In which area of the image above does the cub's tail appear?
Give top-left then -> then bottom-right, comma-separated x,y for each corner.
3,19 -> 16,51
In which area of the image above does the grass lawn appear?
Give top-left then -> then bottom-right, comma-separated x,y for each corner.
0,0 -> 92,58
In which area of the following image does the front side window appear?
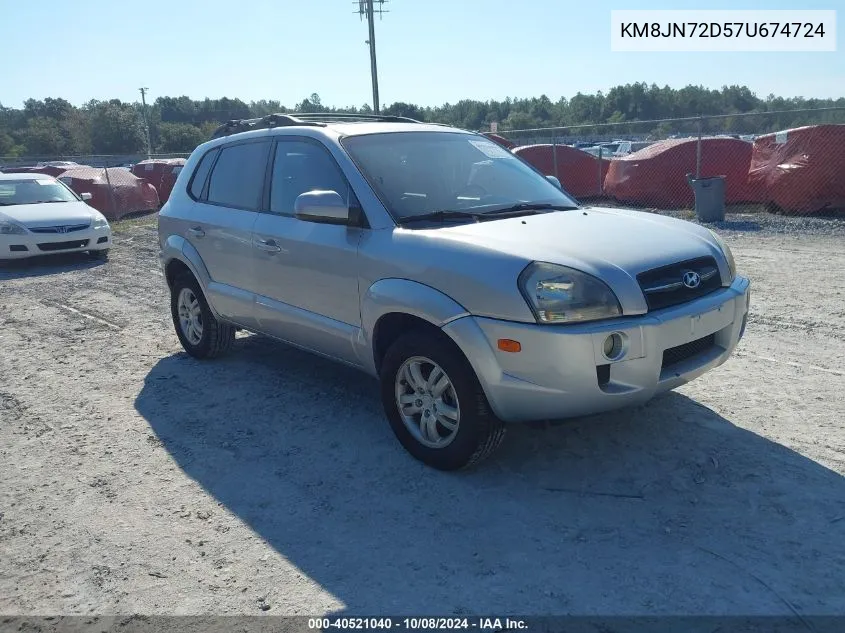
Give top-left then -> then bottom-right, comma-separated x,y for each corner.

==

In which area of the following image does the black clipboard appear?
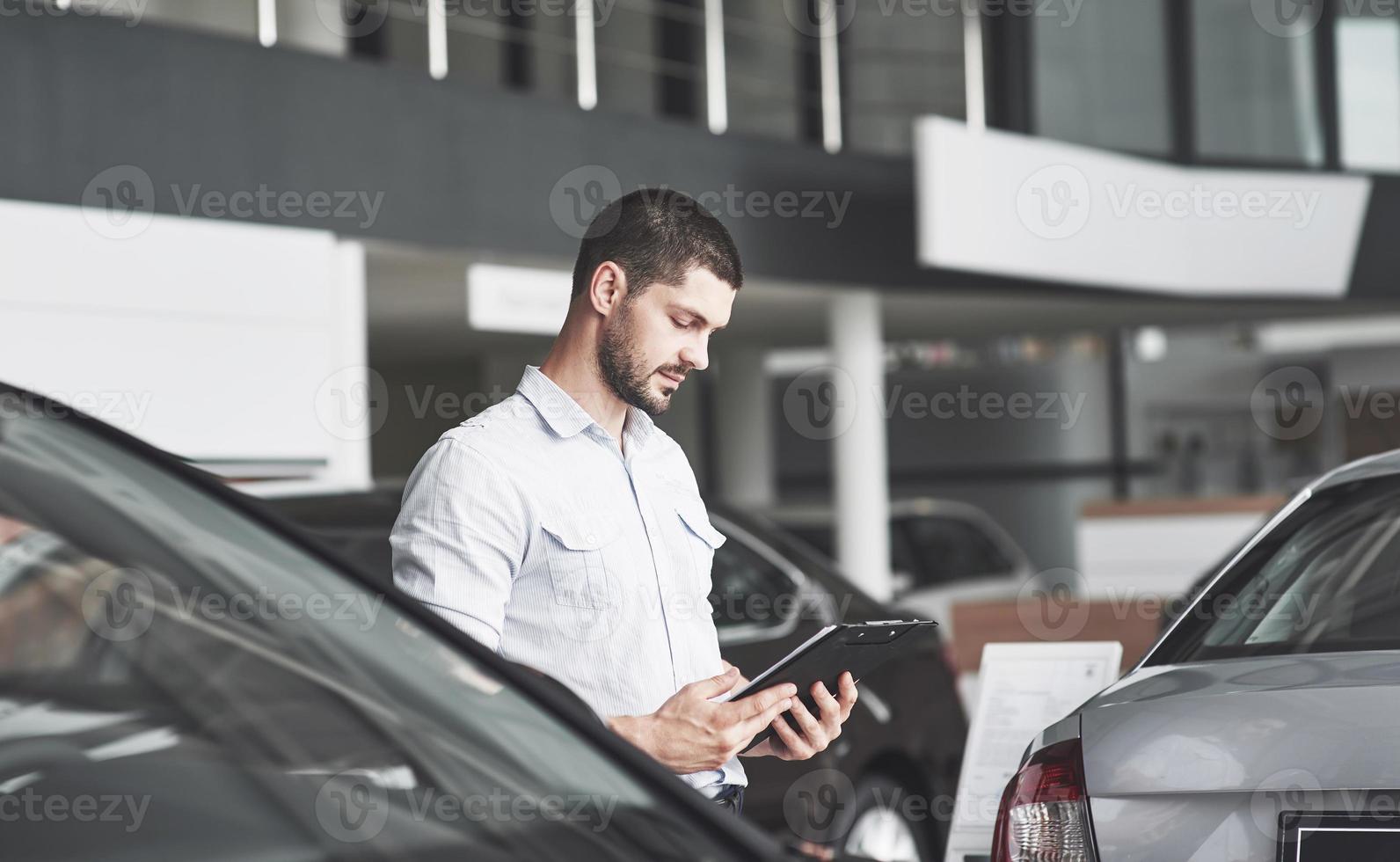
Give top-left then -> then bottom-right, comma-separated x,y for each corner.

# [THE PROBLEM]
Rewrite the rows from the line containing "In which area of the image above does the cub's" through the line containing "3,19 -> 16,51", changing "tail" to "ear" and leaving everything else as it is.

# [RESULT]
In which area of the image above does the cub's ear appear?
Give top-left then -> then bottom-right, comma-separated x,y for each corner.
3,19 -> 16,51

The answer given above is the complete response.